§ EXERCISE INSTRUCTIONS
A faithful copy is needed. Set down all of the data below exactly.

§ RECORDS SHOWN
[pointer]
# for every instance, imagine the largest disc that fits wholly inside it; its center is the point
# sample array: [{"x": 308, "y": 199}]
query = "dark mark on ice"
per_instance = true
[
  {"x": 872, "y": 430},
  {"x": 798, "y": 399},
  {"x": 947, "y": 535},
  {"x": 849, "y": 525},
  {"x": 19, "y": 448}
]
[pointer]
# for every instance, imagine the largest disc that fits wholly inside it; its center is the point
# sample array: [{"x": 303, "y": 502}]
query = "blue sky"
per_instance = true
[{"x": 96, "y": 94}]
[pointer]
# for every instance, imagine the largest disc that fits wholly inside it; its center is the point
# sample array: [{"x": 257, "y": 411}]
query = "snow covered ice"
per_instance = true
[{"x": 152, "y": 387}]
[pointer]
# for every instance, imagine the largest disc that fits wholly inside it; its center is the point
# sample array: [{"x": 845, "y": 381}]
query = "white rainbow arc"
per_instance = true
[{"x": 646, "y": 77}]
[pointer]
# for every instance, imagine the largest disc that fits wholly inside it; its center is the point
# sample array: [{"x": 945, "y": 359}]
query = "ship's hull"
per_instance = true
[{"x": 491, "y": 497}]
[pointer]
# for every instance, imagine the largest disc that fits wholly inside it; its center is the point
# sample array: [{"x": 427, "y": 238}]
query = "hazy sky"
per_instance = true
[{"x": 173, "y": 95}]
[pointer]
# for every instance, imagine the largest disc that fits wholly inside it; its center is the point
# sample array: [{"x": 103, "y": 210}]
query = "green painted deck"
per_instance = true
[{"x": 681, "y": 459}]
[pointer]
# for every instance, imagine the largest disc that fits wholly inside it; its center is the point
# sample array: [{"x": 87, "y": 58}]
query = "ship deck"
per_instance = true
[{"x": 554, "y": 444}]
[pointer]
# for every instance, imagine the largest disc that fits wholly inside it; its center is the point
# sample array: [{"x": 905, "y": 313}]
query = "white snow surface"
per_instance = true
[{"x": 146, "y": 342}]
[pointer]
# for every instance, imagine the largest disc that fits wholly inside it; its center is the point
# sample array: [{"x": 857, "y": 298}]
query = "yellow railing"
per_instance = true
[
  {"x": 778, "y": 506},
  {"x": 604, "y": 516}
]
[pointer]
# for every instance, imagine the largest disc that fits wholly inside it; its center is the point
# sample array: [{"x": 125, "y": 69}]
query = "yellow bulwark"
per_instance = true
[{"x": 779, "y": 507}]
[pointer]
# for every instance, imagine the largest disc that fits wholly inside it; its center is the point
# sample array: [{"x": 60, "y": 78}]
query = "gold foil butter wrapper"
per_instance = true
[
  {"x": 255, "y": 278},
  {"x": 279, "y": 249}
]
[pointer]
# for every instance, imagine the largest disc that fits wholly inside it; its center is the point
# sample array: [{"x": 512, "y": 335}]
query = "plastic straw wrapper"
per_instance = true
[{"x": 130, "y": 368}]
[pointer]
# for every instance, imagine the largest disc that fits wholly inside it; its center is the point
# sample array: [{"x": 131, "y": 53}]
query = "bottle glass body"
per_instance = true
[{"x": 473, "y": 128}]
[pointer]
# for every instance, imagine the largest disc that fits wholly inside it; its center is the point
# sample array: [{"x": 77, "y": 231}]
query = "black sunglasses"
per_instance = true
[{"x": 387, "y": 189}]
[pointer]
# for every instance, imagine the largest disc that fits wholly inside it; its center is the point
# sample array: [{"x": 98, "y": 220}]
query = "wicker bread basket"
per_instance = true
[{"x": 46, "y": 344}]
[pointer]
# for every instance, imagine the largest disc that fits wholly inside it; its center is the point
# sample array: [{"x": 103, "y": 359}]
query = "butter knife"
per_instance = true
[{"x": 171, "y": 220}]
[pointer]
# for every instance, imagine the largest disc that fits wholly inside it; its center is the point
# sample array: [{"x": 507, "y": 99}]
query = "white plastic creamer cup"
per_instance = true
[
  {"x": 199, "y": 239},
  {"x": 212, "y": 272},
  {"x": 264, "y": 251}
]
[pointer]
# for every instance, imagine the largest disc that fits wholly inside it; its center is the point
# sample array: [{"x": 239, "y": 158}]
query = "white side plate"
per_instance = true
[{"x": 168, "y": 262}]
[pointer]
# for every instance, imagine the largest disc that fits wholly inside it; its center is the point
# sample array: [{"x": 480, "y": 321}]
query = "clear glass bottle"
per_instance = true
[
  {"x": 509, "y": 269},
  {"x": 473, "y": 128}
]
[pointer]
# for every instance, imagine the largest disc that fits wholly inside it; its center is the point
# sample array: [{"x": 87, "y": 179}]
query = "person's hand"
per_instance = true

§ WRITTEN ANSWER
[pointer]
# for every instance, imagine the largest disc that fits wholly inside it; its center is the point
# sample array: [{"x": 308, "y": 199}]
query = "dark mark on ice"
per_instance = true
[
  {"x": 872, "y": 430},
  {"x": 798, "y": 399},
  {"x": 947, "y": 535},
  {"x": 849, "y": 525},
  {"x": 19, "y": 448}
]
[pointer]
# for every instance, imagine the largest disc that fits wholly inside it; its center is the point
# sample array: [{"x": 303, "y": 502}]
query = "blue sky"
per_instance = true
[{"x": 96, "y": 94}]
[pointer]
# for every instance, imagine the largest disc that fits wholly inside it; its center is the point
# sample array: [{"x": 257, "y": 411}]
query = "snow covered ice"
per_instance = true
[{"x": 152, "y": 387}]
[pointer]
# for every instance, imagine the largest disc that fits wholly inside it; its center is the point
# sample array: [{"x": 845, "y": 381}]
query = "white rainbow arc"
per_instance = true
[{"x": 646, "y": 77}]
[pointer]
# for every instance, imagine the largest disc that fits wholly inside it; its center is the point
# sample array: [{"x": 945, "y": 359}]
query = "ship's hull"
per_instance = true
[{"x": 491, "y": 497}]
[pointer]
# for every instance, imagine the largest disc that fits wholly inside it; its center is the point
# sample array: [{"x": 427, "y": 238}]
query = "hazy sky"
per_instance = true
[{"x": 173, "y": 95}]
[pointer]
# for every instance, imagine the largest disc that fits wholly inside it; its center is the point
# sample array: [{"x": 103, "y": 210}]
query = "green painted deck"
per_instance = true
[{"x": 681, "y": 459}]
[pointer]
# for every instance, imagine the largest disc that fits wholly inside it; its center is the point
# sample array: [{"x": 87, "y": 58}]
query = "ship deck"
per_instance = true
[{"x": 554, "y": 444}]
[pointer]
# for every instance, imagine the largest disc that fits wholly inside it; its center is the point
# sample array: [{"x": 905, "y": 313}]
query = "white snow surface"
per_instance = true
[{"x": 146, "y": 342}]
[pointer]
# for every instance, imagine the largest disc that fits wholly inside it; its center is the point
# sample array: [{"x": 857, "y": 298}]
query = "yellow railing"
per_instance = true
[
  {"x": 778, "y": 506},
  {"x": 604, "y": 516}
]
[pointer]
# for every instance, imagine the largest disc that fits wholly inside it; its center is the point
# sample array: [{"x": 125, "y": 69}]
query = "yellow bulwark"
per_instance = true
[{"x": 779, "y": 507}]
[pointer]
# for every instance, imagine the largest disc that fits wholly inside it; its center is the point
# sample array: [{"x": 60, "y": 78}]
query = "gold foil butter wrapper"
per_instance = true
[
  {"x": 255, "y": 278},
  {"x": 279, "y": 249}
]
[pointer]
# for every instance, imagine the largest disc that fits wholly inside it; its center is the point
# sample array: [{"x": 512, "y": 335}]
query = "plastic straw wrapper"
per_instance = true
[{"x": 130, "y": 368}]
[pointer]
# for every instance, imagine the largest disc that fits wholly inside it; its center is the point
# sample array: [{"x": 131, "y": 53}]
query = "bottle glass body"
per_instance = true
[{"x": 473, "y": 128}]
[pointer]
# for every instance, imagine the largest disc that fits wholly inside it; its center is the point
# sample array: [{"x": 77, "y": 231}]
query = "black sunglasses"
per_instance = true
[{"x": 387, "y": 189}]
[pointer]
# for every instance, imagine the largest disc that fits wholly inside it; its center is the point
# sample array: [{"x": 98, "y": 220}]
query = "wicker bread basket"
per_instance = true
[{"x": 46, "y": 344}]
[pointer]
# for every instance, imagine the largest disc that fits wholly inside it; its center is the point
# sample array: [{"x": 103, "y": 359}]
query = "butter knife"
per_instance = true
[{"x": 171, "y": 220}]
[pointer]
# for every instance, imagine the largest disc that fits wholly inside it; its center is the point
# sample array: [{"x": 507, "y": 99}]
query = "white plastic creamer cup"
per_instance = true
[
  {"x": 199, "y": 239},
  {"x": 212, "y": 272},
  {"x": 264, "y": 251}
]
[pointer]
# for every instance, imagine the largest disc that fits wholly inside it; its center is the point
# sample array: [{"x": 239, "y": 158}]
query = "white side plate"
per_instance = true
[{"x": 168, "y": 262}]
[pointer]
# for every instance, imagine the largest disc that fits wholly inside it; its center is the point
# sample array: [{"x": 480, "y": 321}]
query = "clear glass bottle"
per_instance = true
[
  {"x": 509, "y": 269},
  {"x": 473, "y": 128}
]
[pointer]
# for every instance, imagine the largest disc that fits wholly inside it; its center is the point
# sample array: [{"x": 87, "y": 179}]
query = "person's hand"
per_instance = true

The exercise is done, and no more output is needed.